=== PASSAGE FOR REVIEW ===
PARK CITY, Utah — President Biden on Thursday acknowledged his massive climate, health and tax law was not aimed at reducing inflation, despite repeated claims for months it would cure rising prices.
At a private campaign fundraiser, Mr. Biden told the crowd the so-called Inflation Reduction Act isn’t really targeting the cost of living.
“I wish I hadn’t called it that. It has less to do with reducing inflation than it does providing for alternatives that generate economic growth,” Mr. Biden said. “And so, we’re now in a situation where if you look at what we’re doing in the Inflation Reduction Act, we’re literally reducing the cost of people being able to make their — meet their basic needs.”
“Even when there is inflation, there is a way to provide breathing room,” Mr. Biden said, citing negotiating medical prices as one example.
The government this week reported that overall consumer prices in July rose 3.2% from a year earlier, up from a 3% annual increase in June.
Mr. Biden’s comments Thursday sharply differ from what he repeatedly said last summer while pushing Congress to pass the measure, which it ultimately did along party lines.
“The Inflation Reduction Act is the strongest bill you can pass. It will lower inflation, cut the deficit, reduce health care costs,” he said in July 2022.
Upon its passing, Mr. Biden boasted in September that it “cut costs for families, reduced inflation at the kitchen table.”
At the time of its passage, inflation was at its highest level in 40 years, with Americans struggling to afford groceries and other household items.
However, the Congressional Budget Office declared the bill would have a “negligible effect” on inflation in 2022 and would reduce inflation by 0.1% or raise it by 0.1% in 2023.

=== ACTIVITY ===
Sum up the article on President Biden's remarks about the Inflation Reduction Act in two sentences.

(Point localization data)
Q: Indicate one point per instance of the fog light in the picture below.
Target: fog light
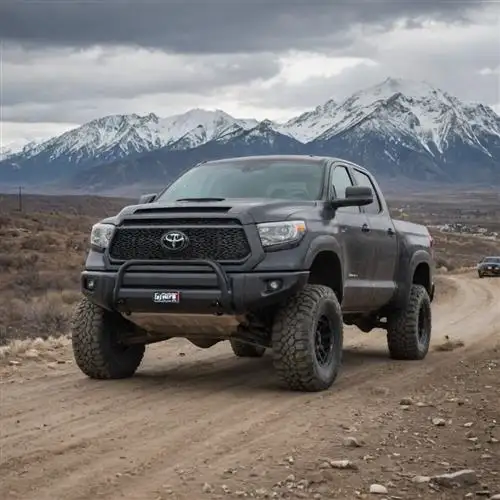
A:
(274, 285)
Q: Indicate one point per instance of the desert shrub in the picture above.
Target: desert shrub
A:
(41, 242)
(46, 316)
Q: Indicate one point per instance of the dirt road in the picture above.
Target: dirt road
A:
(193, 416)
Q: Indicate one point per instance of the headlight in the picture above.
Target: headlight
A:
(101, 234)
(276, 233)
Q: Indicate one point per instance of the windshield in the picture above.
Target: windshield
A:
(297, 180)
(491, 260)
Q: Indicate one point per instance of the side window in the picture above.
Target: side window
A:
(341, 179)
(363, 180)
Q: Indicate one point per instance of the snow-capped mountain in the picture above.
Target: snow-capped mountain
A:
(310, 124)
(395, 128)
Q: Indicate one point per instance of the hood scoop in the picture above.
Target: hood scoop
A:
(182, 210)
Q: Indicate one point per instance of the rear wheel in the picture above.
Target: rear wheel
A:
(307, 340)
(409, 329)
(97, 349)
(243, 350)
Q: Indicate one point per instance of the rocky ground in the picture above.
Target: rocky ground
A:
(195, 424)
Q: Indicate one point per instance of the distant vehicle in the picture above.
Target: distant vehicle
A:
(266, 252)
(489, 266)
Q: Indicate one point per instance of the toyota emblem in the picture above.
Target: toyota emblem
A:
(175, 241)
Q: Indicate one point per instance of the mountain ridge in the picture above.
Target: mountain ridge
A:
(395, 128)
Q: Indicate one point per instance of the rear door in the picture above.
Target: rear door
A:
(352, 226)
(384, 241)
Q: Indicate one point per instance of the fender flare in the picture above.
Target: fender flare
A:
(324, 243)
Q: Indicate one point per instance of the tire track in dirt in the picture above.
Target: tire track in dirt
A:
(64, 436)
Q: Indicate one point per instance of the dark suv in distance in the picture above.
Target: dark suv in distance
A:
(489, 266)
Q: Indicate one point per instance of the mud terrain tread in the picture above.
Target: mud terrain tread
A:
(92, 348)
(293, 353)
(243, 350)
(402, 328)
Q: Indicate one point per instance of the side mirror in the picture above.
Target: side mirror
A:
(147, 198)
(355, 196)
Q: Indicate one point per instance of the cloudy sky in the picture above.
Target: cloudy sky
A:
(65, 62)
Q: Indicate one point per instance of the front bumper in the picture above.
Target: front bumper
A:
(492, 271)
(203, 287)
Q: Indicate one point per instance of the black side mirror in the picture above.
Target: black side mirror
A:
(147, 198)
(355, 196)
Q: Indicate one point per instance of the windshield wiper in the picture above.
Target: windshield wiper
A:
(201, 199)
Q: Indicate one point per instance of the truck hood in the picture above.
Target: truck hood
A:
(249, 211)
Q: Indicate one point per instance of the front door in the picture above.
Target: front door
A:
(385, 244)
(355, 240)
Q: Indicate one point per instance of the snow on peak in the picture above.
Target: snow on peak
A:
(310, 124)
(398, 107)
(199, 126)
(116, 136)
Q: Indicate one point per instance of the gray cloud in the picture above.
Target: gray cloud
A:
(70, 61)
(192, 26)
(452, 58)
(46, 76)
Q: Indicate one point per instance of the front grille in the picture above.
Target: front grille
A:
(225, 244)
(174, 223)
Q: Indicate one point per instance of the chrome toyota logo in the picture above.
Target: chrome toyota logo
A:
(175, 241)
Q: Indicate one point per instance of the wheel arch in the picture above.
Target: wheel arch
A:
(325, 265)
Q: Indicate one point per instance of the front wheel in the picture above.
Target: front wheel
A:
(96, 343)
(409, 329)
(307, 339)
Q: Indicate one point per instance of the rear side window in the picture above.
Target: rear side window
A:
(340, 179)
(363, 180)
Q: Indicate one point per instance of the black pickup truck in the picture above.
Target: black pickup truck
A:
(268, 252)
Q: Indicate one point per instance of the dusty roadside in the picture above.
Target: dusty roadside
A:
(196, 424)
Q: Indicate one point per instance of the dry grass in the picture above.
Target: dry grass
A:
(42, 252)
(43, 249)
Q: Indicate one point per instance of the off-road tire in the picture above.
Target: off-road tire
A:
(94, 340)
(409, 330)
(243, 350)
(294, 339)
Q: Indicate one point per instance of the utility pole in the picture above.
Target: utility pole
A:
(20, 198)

=== RESPONSE TO THE EXERCISE ===
At a private campaign fundraiser, President Biden said the Inflation Reduction Act has less to do with reducing inflation than with providing alternatives that generate economic growth, and that he wishes he hadn't given it that name. This differs sharply from his repeated claims while pushing Congress to pass it that it would lower inflation, although the Congressional Budget Office had said the bill would have a "negligible effect" on inflation.